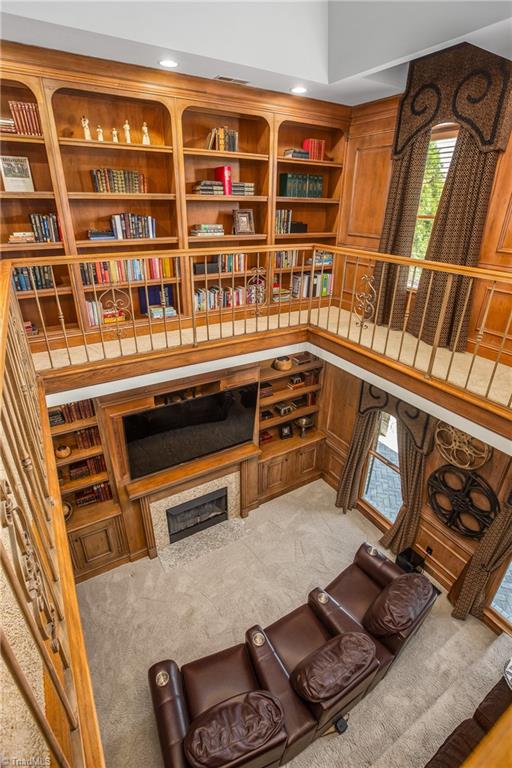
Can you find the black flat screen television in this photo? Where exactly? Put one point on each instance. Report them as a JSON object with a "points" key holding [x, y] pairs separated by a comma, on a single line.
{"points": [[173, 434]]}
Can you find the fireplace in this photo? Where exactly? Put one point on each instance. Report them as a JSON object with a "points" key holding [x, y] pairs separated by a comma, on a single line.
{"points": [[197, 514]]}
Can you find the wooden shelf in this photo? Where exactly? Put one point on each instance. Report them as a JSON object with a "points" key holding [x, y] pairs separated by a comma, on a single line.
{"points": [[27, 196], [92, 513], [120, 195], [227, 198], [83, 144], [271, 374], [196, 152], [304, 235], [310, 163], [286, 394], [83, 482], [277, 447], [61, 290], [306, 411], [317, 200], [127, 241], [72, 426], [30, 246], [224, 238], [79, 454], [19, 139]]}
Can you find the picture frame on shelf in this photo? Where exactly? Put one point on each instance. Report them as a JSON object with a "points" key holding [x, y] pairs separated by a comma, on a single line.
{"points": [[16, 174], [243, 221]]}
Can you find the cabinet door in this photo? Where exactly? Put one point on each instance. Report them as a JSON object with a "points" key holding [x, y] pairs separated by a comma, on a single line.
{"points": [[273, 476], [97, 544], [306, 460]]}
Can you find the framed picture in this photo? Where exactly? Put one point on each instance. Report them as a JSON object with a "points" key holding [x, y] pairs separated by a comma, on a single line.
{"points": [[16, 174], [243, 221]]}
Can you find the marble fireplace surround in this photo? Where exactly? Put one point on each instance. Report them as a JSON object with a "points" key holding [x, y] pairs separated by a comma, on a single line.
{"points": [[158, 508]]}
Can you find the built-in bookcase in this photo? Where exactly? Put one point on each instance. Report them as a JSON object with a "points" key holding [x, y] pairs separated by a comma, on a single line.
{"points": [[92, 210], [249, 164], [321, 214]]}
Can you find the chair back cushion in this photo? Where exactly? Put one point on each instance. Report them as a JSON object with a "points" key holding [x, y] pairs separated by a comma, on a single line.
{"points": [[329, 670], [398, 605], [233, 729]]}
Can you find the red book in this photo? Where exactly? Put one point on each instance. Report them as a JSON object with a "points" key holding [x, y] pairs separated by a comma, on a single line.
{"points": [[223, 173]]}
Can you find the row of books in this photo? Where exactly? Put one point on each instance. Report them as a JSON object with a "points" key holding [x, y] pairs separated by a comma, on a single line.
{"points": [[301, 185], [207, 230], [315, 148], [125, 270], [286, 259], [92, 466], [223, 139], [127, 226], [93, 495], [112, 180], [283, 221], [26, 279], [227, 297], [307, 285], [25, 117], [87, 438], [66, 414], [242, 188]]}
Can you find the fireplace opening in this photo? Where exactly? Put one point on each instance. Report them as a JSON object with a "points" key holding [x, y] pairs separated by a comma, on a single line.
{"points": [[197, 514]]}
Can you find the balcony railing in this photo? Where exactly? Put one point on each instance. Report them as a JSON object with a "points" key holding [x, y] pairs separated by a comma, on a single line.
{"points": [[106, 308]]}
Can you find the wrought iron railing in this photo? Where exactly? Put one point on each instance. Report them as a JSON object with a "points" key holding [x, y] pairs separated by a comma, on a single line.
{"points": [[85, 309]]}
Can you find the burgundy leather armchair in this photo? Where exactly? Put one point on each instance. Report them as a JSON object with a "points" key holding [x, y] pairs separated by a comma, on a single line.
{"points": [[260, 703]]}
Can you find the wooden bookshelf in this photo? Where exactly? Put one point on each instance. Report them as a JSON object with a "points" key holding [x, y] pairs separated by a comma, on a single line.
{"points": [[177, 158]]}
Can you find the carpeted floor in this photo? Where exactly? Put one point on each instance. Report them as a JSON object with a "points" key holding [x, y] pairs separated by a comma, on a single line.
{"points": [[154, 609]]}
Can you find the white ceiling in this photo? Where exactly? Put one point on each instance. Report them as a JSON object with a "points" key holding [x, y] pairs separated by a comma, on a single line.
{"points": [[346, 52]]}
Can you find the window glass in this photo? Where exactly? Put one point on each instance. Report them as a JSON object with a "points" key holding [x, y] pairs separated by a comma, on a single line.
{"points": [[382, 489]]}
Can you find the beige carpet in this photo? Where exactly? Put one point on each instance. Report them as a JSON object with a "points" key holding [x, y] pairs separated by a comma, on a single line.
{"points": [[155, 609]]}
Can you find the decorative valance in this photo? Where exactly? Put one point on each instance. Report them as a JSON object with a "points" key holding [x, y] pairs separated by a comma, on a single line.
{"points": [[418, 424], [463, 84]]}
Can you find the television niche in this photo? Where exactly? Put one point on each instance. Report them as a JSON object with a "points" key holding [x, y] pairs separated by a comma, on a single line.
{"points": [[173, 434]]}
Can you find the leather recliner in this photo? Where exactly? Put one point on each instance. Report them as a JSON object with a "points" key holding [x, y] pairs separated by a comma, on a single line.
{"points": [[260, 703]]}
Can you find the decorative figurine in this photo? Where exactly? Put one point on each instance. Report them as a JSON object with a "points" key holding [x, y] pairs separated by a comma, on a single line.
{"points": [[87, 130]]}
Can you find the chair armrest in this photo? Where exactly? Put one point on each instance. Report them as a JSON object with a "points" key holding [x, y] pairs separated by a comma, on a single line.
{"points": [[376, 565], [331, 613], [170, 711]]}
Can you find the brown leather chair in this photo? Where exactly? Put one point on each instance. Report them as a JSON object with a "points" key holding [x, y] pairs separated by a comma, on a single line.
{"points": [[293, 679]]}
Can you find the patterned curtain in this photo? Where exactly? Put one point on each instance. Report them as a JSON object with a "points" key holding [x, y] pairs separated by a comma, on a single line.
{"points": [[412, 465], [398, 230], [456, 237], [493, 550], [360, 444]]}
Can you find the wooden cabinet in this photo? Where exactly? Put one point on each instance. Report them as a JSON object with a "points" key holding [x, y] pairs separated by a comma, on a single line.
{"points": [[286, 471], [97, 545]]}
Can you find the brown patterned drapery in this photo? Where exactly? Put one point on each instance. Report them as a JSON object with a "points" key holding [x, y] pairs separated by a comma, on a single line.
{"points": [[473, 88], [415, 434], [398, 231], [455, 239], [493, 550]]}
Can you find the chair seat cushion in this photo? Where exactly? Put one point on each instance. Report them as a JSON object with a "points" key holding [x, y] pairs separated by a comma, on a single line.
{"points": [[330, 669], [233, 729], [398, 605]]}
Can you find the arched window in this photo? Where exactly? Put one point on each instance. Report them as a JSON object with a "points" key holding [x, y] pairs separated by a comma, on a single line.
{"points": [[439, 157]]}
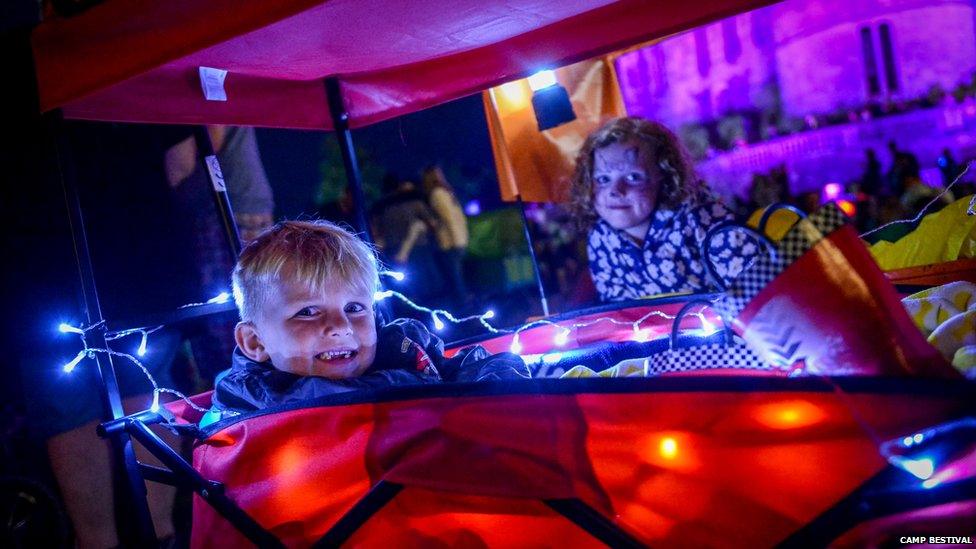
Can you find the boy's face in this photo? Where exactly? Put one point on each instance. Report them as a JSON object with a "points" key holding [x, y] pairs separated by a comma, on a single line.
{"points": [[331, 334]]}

* Task details: Without copying any images, transcribe the records exactly as they stand.

* Finished exercise:
Can you find the black flat screen television in this photo? Where exactly? Put one point on each instance. Report them as a JSON object with a "points" key holding [x, y] pairs separated by a comma, on a single line.
{"points": [[173, 434]]}
Can you find the fireplace in this photo? Where exactly? Put one point on each instance. Report them as a JSON object with a "points" key holding [x, y] pairs separated by a comma, on a single line.
{"points": [[197, 514]]}
Can you find the wooden shelf in this photo? Where exactly? Put one point on each instance. Report them as a JSON object with a "points" key holding [x, y] pairs separated by a comma, on a single line.
{"points": [[27, 196], [92, 513], [120, 195], [227, 198], [83, 144], [271, 374], [196, 152], [304, 235], [310, 163], [286, 394], [83, 482], [277, 447], [61, 290], [306, 411], [317, 200], [127, 241], [72, 426], [30, 246], [224, 238], [79, 454], [19, 139]]}
Can you find the picture frame on shelf in this photo? Where exactly? Put one point on each instance. Report them as a JSON object with a "points" key holding [x, y] pairs separated by a comma, on a single line.
{"points": [[16, 174], [243, 221]]}
Can you find the cabinet door in this photo? Where exactly? Put one point on each instance. Report them as a JSON object with a "points" key holding [x, y] pairs separated by a comma, on a single line.
{"points": [[273, 476], [97, 544], [306, 460]]}
Can you find the framed picture in this photo? Where exactly? Put one point on each instance. Report them as a JSON object with a "points" key holding [x, y] pairs separated by a comma, on a single line.
{"points": [[16, 174], [243, 221]]}
Can you find the marble fireplace surround in this photo? Where exactly? Put one point on each instance. Report them as a JSON object with a "points" key holding [x, y] pairs separated by a comma, on a single line.
{"points": [[158, 508]]}
Can you find the built-in bookcase in this photo? Where exactly? Put one point on each instance. Report them as a JSON object with a "points" key holding [x, y] pairs separated by a comma, on a single line.
{"points": [[92, 210], [249, 164], [321, 214]]}
Can you find the chair back cushion in this photo? Where exactly? Put one point on each instance. Report them as a JSON object with a "points" key holding [x, y] pairs separated by a comma, on a single line.
{"points": [[329, 670], [398, 605], [233, 729]]}
Can you find the red book in this photo? Where exactly? Put one point on each instance. Report them as a JSON object with a "points" key holding [x, y] pairs separated by a comma, on a single line.
{"points": [[223, 173]]}
Can you find the row of books in this photo? Where exactly? Put one point on each instance. Report them as a JSON object with a "points" key holding [x, y] pairs separated by a comma, on a single line.
{"points": [[301, 185], [207, 230], [315, 148], [125, 270], [286, 259], [92, 466], [223, 139], [127, 226], [93, 495], [112, 180], [283, 221], [26, 279], [227, 297], [307, 285], [25, 117], [87, 438], [66, 414], [242, 188]]}
Can you find the fireplace opening in this photo? Where exactly? Put one point on each instance. Report them as a JSON object with a "points" key holding [x, y] pairs separated by a comma, on a single line.
{"points": [[197, 514]]}
Can you find the balcony railing in this photo? Where exactly? Put one point on each instance. Report them as a JSON object with a "points" key holding [x, y] pairs separated by a comma, on a single line.
{"points": [[106, 308]]}
Can you find the wrought iron railing in this photo? Where exactly? Put one point on each instance. Report them as a JSON object with a "points" key holding [x, y] pairs separated by a comma, on a single line.
{"points": [[85, 309]]}
Can you find the burgundy leather armchair in this photo? Where exactly? Put one point on each instance. Report them as a JSON object with a "points" key holding [x, y] pairs separated by a comma, on a single line.
{"points": [[260, 703]]}
Can you find the wooden bookshelf in this photo? Where exactly? Put one point on each instance. Report them as a JSON object with a "points" key holding [x, y] pairs separated by a comma, on a single line.
{"points": [[177, 158]]}
Can you find the carpeted floor in this photo? Where exactly? Put one point on each instance. Report them as a JSON object with a "points" key holding [x, y] pairs separated by a comma, on a single line.
{"points": [[154, 609]]}
Can you find the white ceiling in this photo? Where exactly? Put one point on each instance. Report them as a JSON object with a "points" key holding [x, y] pairs separated by a comma, on a single line.
{"points": [[346, 52]]}
Can you find the window glass in this photo? Where exactly? Put one point on each instance. Report them as a JSON object with a "points" key holding [x, y] pairs separated by a comma, on a single line.
{"points": [[382, 489]]}
Can you find the beige carpet in this photo? Where exactly? Put one point on each instance. Report them as a JSON object with a "points" key holding [x, y] pairs separated by a comma, on a single line.
{"points": [[155, 609]]}
Can you find the decorative valance in this photo? Where exactly? Put one point on each instance. Report them as a JSON object with a "points" key holding [x, y] pairs separated by a comma, on a single line.
{"points": [[418, 424], [463, 84]]}
Can you find the television niche in this photo? Where exactly? Put one point on each instance. Report them as a JSON object with a "points" key holding [x, y] pairs separated by a comma, on a single line.
{"points": [[173, 434]]}
Can you find the leather recliner in this photo? Where exactly? Put one point on each instance. Report them as a JSON object with a "points" key holding [x, y] pairs separated by a comma, on a single line.
{"points": [[260, 703]]}
Can you find the decorative figurine in this photo? Where exactly? Put one point on each instance. Report them as a JSON object with a "points" key holding [x, y] pairs separated by a comma, on a single line.
{"points": [[87, 130]]}
Can you find the chair armrest in this photo? Where exactly? Put one point on each instance. Report them as a JSON object with a "points" key holding [x, y] pairs separated by a comma, on a single line.
{"points": [[376, 565], [331, 613], [170, 711]]}
Can you find the brown leather chair in this photo? Where exactly? Put one point on each instance. Report them as a JSON object with a "points" key holding [x, y] pairs separated by a comma, on a single line.
{"points": [[293, 679]]}
Can you find the patterned curtain in this photo? Where exactly? Put one point on each instance. Report them as a JSON object with a "points" key holding [x, y] pairs separated by a comma, on a single line.
{"points": [[412, 465], [398, 230], [456, 237], [493, 550], [360, 444]]}
Can you find the wooden cabinet in this photo? Where exactly? Put one point on each instance. Report them as a JSON object with a "points" key holding [x, y] pairs separated by a comma, on a single line.
{"points": [[286, 471], [97, 545]]}
Can you find the brown patterned drapery in this photo? Where exactly? Put one point on each instance. Report them as a JSON object with a "points" key holding [x, y] pairs separated by a comma, on a single line.
{"points": [[473, 88], [415, 434], [398, 231], [455, 239], [493, 550]]}
Can you find the chair seat cushion in this photo? Where exactly? Put one point on each instance. Report them as a JSON object with a "points" key holding [x, y] pairs separated by a comma, on a single line.
{"points": [[330, 669], [233, 729], [398, 605]]}
Can you find the arched window in this photo? Where exactly? Put one point on each instance. Report them as a JSON object with a "points" key holding [x, y] pairs separated by a comma, on a single line.
{"points": [[439, 157]]}
Can you find the boy's face in this photo? Where exactly? Put one point on each instance. Report them as a JSON object with a "points" key holding [x, y] pairs separated by a comma, on a single line.
{"points": [[331, 334]]}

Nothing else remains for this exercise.